“Böyle bir önderin hakkı verilmiyor”

Mazlum arkadaş Azeri bir yoldştı. Xoy tarafında katılmıştı. 2006 yılında gerilla saflarına katılmıştı. Ve ben onu Xaxurke’de tanımıştım. Çok fazla birlikte kalmamıştık.

İlk yıllarında dil sorunlarından dolayı zorlanmaları vardı. Uyum sorunları da yer yer çıkıyordu. Ve belki bunlar doğaldı. Başka bir ulustan bir yoldaş olarak saflara katılmak belki de zorlanmalarını manalı kılar. Anlaşılırdır da. Bir yoldaş bu zorlanma süreçlerini ele alırken gülerek: “Gelişte çok zorlanıyor. Özellikle dil konusunda. “Arkadaşlar bana küfür ediyorlar sanıyordum” derdi. Ama iki sene içinde çok iyi Kürtçe öğrendi. Kürt halkını da partiye katıldıktan sonra daha iyi tanır. Komşularında Kürtler olsa da selamlaşmanın dışında bir ilişkilenmesi olmaz. Kürt halkının tarihini, yaşadığı işkence, baskı ve hakareti öğrenmesi de aslında katıldıktan sonra olur. Bu konuda belli bir düşünce oluştuktan sonra önderlik üzerine daha da yoğunlaşmaya başlar. “Böyle bir önderin hakkı verilmiyor” derdi” diyerek Mazlum yoldaşın yaklaşımlarını izah ediyor bize.

####

-- Verilen görev --
Yukarıdaki sayfa alıntısında "İlk yıllarında dil" ifadesinden "izah ediyor bize." ifadesine kadar olan her şeyi hiçbir değişiklik yapmadan aynen aktar.

-- Veri kümesi kayıtları --
####

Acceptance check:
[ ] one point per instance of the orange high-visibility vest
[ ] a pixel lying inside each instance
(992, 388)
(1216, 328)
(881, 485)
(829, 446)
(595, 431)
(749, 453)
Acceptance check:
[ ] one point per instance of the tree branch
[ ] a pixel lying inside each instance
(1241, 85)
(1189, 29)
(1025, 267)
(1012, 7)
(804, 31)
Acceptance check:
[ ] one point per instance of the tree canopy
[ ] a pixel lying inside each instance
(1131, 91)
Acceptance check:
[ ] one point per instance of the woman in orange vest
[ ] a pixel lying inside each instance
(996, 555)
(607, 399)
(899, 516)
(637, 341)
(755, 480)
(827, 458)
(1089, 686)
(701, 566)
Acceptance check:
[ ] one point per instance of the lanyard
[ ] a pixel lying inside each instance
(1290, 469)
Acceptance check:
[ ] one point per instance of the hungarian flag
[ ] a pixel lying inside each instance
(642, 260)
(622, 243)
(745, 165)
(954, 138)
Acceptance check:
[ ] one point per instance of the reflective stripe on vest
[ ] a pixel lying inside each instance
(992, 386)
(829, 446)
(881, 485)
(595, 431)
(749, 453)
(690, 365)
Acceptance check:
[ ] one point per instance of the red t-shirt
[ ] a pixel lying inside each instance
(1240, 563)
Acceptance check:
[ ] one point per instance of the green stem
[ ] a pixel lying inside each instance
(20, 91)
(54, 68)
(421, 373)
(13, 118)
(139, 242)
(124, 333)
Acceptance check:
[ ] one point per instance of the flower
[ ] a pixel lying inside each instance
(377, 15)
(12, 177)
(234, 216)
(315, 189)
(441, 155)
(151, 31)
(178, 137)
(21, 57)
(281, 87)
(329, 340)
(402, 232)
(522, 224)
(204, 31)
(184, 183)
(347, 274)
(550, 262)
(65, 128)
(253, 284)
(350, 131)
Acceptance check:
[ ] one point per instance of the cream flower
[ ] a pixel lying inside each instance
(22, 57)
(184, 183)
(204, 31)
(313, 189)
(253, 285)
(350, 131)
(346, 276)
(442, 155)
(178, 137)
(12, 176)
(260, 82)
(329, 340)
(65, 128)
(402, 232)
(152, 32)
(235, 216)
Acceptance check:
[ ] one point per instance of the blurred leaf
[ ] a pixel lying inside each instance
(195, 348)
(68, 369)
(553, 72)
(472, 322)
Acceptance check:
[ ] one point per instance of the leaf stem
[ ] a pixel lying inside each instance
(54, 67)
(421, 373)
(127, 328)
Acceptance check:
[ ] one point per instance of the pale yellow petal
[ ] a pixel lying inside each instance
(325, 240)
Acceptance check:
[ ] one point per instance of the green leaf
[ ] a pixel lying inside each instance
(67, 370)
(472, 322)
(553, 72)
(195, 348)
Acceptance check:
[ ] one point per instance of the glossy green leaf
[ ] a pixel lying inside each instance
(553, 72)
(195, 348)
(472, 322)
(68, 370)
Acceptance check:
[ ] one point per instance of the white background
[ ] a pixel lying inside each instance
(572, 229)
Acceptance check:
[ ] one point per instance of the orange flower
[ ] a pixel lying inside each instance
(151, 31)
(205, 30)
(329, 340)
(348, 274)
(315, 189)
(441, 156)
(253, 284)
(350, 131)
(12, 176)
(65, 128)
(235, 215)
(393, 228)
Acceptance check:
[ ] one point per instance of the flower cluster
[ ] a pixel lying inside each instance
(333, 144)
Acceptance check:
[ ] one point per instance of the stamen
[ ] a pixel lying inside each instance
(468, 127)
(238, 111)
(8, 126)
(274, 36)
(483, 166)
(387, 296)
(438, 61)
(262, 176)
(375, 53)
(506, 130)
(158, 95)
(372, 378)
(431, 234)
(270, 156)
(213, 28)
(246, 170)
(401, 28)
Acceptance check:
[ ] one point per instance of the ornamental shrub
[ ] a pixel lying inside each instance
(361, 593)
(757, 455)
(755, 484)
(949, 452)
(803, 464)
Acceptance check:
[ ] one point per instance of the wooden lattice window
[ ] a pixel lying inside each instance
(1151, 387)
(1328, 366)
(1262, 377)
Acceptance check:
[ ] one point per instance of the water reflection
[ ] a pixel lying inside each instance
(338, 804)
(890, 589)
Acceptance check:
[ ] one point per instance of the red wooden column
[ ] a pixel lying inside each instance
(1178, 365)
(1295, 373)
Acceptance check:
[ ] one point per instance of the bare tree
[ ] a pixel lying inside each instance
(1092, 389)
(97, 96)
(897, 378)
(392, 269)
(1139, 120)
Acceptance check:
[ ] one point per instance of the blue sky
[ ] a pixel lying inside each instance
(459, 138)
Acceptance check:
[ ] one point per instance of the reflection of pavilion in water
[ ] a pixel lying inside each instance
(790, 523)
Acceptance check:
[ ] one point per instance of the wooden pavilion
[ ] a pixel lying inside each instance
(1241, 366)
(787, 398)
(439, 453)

####

-- Tam yanıt --
İlk yıllarında dil sorunlarından dolayı zorlanmaları vardı. Uyum sorunları da yer yer çıkıyordu. Ve belki bunlar doğaldı. Başka bir ulustan bir yoldaş olarak saflara katılmak belki de zorlanmalarını manalı kılar. Anlaşılırdır da. Bir yoldaş bu zorlanma süreçlerini ele alırken gülerek: “Gelişte çok zorlanıyor. Özellikle dil konusunda. “Arkadaşlar bana küfür ediyorlar sanıyordum” derdi. Ama iki sene içinde çok iyi Kürtçe öğrendi. Kürt halkını da partiye katıldıktan sonra daha iyi tanır. Komşularında Kürtler olsa da selamlaşmanın dışında bir ilişkilenmesi olmaz. Kürt halkının tarihini, yaşadığı işkence, baskı ve hakareti öğrenmesi de aslında katıldıktan sonra olur. Bu konuda belli bir düşünce oluştuktan sonra önderlik üzerine daha da yoğunlaşmaya başlar. “Böyle bir önderin hakkı verilmiyor” derdi” diyerek Mazlum yoldaşın yaklaşımlarını izah ediyor bize.